* **Collection entries**:

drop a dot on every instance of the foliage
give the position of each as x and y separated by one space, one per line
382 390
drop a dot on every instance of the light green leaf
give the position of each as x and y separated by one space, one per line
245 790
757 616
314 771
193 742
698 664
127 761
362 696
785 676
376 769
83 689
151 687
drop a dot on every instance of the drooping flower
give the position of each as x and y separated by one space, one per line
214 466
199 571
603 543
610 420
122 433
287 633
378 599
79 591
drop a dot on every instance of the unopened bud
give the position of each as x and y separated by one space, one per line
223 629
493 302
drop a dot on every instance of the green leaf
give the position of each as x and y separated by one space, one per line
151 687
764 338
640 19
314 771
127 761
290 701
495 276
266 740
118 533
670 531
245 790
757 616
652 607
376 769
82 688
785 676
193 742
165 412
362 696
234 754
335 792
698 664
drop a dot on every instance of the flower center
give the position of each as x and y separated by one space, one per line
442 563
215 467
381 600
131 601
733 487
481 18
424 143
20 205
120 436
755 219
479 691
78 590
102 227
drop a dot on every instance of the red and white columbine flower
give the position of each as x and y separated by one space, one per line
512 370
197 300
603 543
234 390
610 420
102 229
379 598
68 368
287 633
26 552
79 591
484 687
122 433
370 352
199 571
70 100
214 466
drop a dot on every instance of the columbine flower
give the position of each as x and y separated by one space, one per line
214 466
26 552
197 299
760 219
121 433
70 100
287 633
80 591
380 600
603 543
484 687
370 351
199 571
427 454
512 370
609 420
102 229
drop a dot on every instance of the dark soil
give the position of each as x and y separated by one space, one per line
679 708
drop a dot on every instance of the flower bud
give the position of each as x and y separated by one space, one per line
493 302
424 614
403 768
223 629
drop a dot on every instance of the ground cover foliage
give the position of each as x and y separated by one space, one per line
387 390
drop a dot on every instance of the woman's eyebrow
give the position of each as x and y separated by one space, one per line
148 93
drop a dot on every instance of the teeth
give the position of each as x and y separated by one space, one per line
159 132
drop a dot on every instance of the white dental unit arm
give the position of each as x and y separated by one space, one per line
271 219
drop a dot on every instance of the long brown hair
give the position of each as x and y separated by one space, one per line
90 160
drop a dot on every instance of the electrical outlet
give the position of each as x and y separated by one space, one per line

* **WHAT THE EXERCISE ASKS**: Please set down each line of the records exactly as given.

* **EXERCISE RESPONSE**:
drop a dot on every instance of the foliage
give the position of each as x and y separated by one space, one per line
382 390
drop a dot on every instance of the light green leaf
give the position of each as x and y separated by one space, one per line
245 790
757 616
314 771
193 742
698 664
127 761
362 696
785 676
376 769
83 689
151 687
drop a dot on every instance of the drooping flower
give the position of each as x and y separated by one space, one per line
214 466
199 571
603 543
610 420
122 433
287 633
378 599
79 591
drop a dot on every instance of the unopened bud
give the position of each as x and y separated by one space, one per line
223 629
493 302
drop a dot on every instance of the green leaf
give the position of each as x and y separated by one space, one per line
151 687
764 338
640 19
314 771
127 761
290 701
495 276
266 740
118 533
670 531
245 790
757 616
652 607
376 769
82 688
785 676
193 742
165 412
362 696
234 754
335 792
698 664
drop a dot on every instance of the flower center
give the position of each as x and y separated by one space, one per line
442 563
215 467
381 600
131 601
733 487
481 18
424 143
20 205
120 436
755 219
479 691
78 590
102 227
drop a dot on every instance of the red and white columbine flower
give the position of each as x and y separated by one space, one per line
512 370
197 300
603 543
234 390
610 420
102 229
379 598
68 368
287 633
26 552
79 591
484 687
122 433
370 352
199 571
70 100
214 466
drop a dot on every instance of the columbine flower
give the position of each as x and y separated by one space, one per line
214 466
26 552
197 299
760 219
121 433
70 100
287 633
80 591
380 600
603 543
484 687
370 351
199 571
427 454
512 370
609 420
102 229
drop a dot on every instance of the dark soil
give the position of each as x and y separated by one space, one per line
679 708
drop a dot on every instance of the flower bud
give the position of each as x and y separated by one space, one per line
493 302
424 614
403 768
223 629
drop a dot on every instance of the ground cover foliage
give the position of each as x and y separated by one space, one per line
387 390
drop a dot on every instance of the woman's eyebrow
give the position of each as x and y separated by one space, one per line
148 93
drop a dot on every instance of the teeth
give the position of each as x and y separated by one space, one per line
159 132
drop a dot on every instance of the white dental unit arm
give the position of each as x and y separated by one space, one per line
271 219
drop a dot on every instance of the long brown hair
give the position of each as x and y separated by one space, one per line
90 160
drop a dot on every instance of the electrical outlet
give the position of each as x and y separated by one space, one per line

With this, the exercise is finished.